====== SELECTED PASSAGE ======

Waiting for “Superman”: A Critical Review (Part III)

 

Deregulating and Privatizing Education

In every corner of life where deregulation and privatization has been applied, it has been an unqualified disaster for the vast majority of families and communities, both in the United States and throughout the world. And, yet, Guggenheim and his authorities want us to believe that educational policy will prove to be the exception to the rule.

But, let us be clear: deregulation and privatization have not been an unqualified disaster for all. Many of us (and that includes me and most of my acquaintances), have benefited from deregulation and privatization. While increases in our wages and benefits have dramatically slowed or flattened over the past thirty years, they have not slowed or flattened anywhere near as dramatically as have the bottom ninety percent of the population. Their loss, however, spells my gain.

Yes, revenues and expenditures on (non-defense, non-health care related) public institutions have declined dramatically over the past thirty years. That means that our public schools, libraries, roads, public transportation, and parks must do with much less than they once did. For families who depend on these public facilities—not me or my friends—this is unfortunate. For the remaining ten percent—me and my friends—this means that we enjoy the privilege of institutions and processes uncluttered by the exceptional needs, interests, and patterns of use common to the other ninety percent. Of course, we have to pay for this privilege. But, thanks to deregulation and privatization, which have hurt them more than they have hurt us, we can afford to pay the bill.

======

__PROMPT A__.
In two sentences, summarize the passage on deregulating and privatizing education.

====== SUPPLIED MATERIAL ======

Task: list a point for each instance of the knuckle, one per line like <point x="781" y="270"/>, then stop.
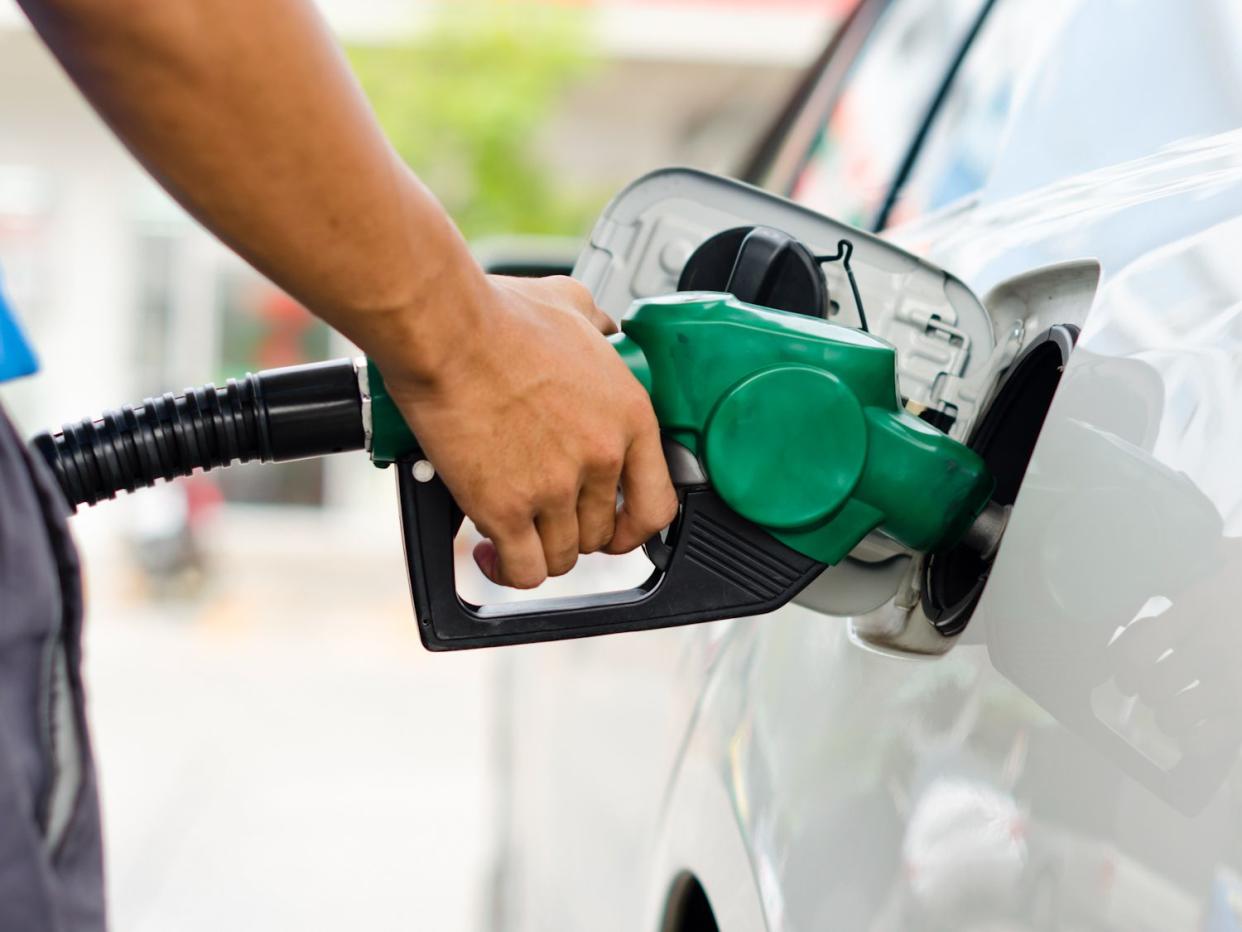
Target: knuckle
<point x="562" y="562"/>
<point x="605" y="457"/>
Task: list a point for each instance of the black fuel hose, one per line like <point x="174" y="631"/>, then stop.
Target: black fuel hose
<point x="276" y="415"/>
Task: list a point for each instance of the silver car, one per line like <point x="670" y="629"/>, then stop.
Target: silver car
<point x="1048" y="740"/>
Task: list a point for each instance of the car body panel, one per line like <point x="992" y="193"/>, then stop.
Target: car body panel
<point x="1072" y="762"/>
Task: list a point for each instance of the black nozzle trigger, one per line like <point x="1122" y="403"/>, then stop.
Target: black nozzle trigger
<point x="711" y="564"/>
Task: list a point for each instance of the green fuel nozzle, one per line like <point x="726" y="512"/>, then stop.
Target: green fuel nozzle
<point x="785" y="436"/>
<point x="796" y="424"/>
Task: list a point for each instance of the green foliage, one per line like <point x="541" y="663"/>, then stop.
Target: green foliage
<point x="463" y="101"/>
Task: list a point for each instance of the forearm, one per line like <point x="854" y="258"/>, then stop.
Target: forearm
<point x="249" y="116"/>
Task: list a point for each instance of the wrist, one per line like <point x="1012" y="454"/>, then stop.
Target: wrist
<point x="431" y="319"/>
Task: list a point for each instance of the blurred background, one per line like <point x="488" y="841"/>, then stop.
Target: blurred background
<point x="276" y="749"/>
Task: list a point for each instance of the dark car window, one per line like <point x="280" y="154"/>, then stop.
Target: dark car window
<point x="969" y="126"/>
<point x="883" y="103"/>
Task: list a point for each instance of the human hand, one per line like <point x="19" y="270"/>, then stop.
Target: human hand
<point x="533" y="423"/>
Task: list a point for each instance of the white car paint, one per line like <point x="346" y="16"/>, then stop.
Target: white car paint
<point x="1092" y="705"/>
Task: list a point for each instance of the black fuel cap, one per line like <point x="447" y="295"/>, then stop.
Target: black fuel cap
<point x="761" y="266"/>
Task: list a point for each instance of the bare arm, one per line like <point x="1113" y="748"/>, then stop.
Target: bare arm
<point x="247" y="113"/>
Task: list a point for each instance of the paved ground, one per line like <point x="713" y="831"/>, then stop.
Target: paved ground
<point x="280" y="753"/>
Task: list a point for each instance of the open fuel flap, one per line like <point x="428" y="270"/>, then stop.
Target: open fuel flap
<point x="981" y="370"/>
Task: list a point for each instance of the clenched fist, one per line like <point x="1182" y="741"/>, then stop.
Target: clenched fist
<point x="534" y="423"/>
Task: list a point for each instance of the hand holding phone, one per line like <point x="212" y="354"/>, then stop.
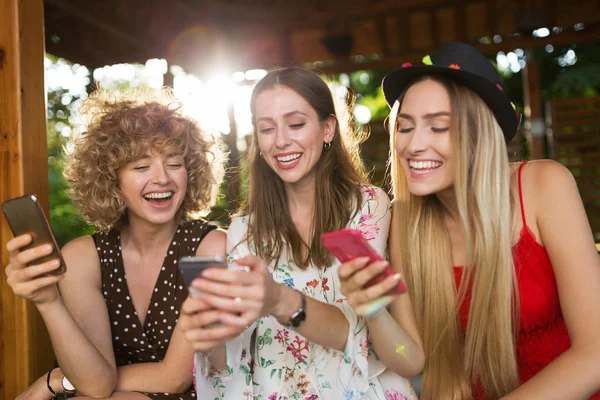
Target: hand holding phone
<point x="348" y="244"/>
<point x="192" y="267"/>
<point x="25" y="216"/>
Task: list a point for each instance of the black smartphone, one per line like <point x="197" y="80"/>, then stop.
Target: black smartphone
<point x="192" y="267"/>
<point x="24" y="215"/>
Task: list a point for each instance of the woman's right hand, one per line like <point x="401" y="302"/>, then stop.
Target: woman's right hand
<point x="355" y="274"/>
<point x="39" y="389"/>
<point x="196" y="316"/>
<point x="28" y="279"/>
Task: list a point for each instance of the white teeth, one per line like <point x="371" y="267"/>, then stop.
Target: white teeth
<point x="291" y="157"/>
<point x="163" y="195"/>
<point x="424" y="165"/>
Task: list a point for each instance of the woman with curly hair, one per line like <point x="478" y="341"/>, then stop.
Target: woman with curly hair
<point x="142" y="173"/>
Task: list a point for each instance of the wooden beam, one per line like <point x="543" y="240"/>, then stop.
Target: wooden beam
<point x="24" y="345"/>
<point x="82" y="14"/>
<point x="589" y="34"/>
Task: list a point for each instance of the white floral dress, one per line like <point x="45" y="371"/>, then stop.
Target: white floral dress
<point x="284" y="365"/>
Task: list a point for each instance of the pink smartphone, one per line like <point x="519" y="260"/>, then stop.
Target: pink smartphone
<point x="349" y="244"/>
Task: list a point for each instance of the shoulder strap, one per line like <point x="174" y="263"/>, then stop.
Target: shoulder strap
<point x="521" y="193"/>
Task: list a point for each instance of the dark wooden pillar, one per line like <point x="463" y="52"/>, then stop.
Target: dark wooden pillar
<point x="535" y="128"/>
<point x="25" y="349"/>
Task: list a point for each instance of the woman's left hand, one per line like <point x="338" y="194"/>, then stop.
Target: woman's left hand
<point x="39" y="389"/>
<point x="245" y="296"/>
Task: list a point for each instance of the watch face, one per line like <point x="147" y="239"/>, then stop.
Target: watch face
<point x="298" y="319"/>
<point x="67" y="385"/>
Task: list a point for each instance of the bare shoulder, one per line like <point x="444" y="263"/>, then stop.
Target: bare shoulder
<point x="545" y="173"/>
<point x="543" y="177"/>
<point x="84" y="244"/>
<point x="83" y="264"/>
<point x="214" y="243"/>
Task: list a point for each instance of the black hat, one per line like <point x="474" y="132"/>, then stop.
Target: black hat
<point x="467" y="66"/>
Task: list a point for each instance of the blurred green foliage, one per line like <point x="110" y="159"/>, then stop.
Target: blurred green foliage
<point x="580" y="79"/>
<point x="66" y="222"/>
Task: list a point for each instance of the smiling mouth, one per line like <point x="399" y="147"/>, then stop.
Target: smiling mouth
<point x="159" y="198"/>
<point x="288" y="159"/>
<point x="423" y="167"/>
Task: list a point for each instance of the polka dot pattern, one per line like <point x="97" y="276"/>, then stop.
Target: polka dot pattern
<point x="134" y="342"/>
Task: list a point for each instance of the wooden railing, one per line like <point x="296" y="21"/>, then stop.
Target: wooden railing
<point x="576" y="144"/>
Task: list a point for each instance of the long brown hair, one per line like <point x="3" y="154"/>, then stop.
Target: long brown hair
<point x="486" y="353"/>
<point x="339" y="172"/>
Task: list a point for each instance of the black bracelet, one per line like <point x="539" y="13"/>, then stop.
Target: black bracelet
<point x="54" y="394"/>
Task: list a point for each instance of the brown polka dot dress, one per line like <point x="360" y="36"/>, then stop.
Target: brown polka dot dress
<point x="132" y="342"/>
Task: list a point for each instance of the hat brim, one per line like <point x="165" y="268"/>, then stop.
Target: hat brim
<point x="395" y="83"/>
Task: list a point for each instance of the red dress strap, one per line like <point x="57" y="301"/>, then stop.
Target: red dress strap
<point x="521" y="193"/>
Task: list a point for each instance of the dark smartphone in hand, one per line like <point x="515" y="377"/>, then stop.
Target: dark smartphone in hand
<point x="25" y="216"/>
<point x="192" y="267"/>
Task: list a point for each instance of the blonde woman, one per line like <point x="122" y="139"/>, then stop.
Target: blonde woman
<point x="141" y="173"/>
<point x="499" y="258"/>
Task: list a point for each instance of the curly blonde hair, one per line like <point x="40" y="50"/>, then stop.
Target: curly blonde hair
<point x="121" y="128"/>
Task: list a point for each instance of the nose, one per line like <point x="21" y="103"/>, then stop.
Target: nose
<point x="283" y="138"/>
<point x="418" y="141"/>
<point x="160" y="175"/>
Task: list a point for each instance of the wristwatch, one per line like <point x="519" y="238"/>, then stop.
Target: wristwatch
<point x="297" y="318"/>
<point x="68" y="387"/>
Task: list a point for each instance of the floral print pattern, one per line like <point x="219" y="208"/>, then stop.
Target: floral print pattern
<point x="269" y="361"/>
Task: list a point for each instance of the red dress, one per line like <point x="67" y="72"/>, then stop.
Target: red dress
<point x="543" y="333"/>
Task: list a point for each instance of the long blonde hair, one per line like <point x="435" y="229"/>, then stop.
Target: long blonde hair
<point x="486" y="353"/>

======

__PROMPT B__.
Select every line of the entries that contains the word "window".

__TASK SOLUTION A__.
The passage holds that deregulation and privatization have been an unqualified disaster for most families and communities wherever they have been applied, yet Guggenheim and his authorities want the public to believe education policy will be the exception. It adds that the top ten percent, the writer included, have benefited: declining spending on public institutions hurts the other ninety percent, while those at the top enjoy uncluttered institutions and can afford to pay for that privilege.

__TASK SOLUTION B__.
Task: list a point for each instance of the dark car window, one per line like <point x="280" y="154"/>, then stop.
Target: dark car window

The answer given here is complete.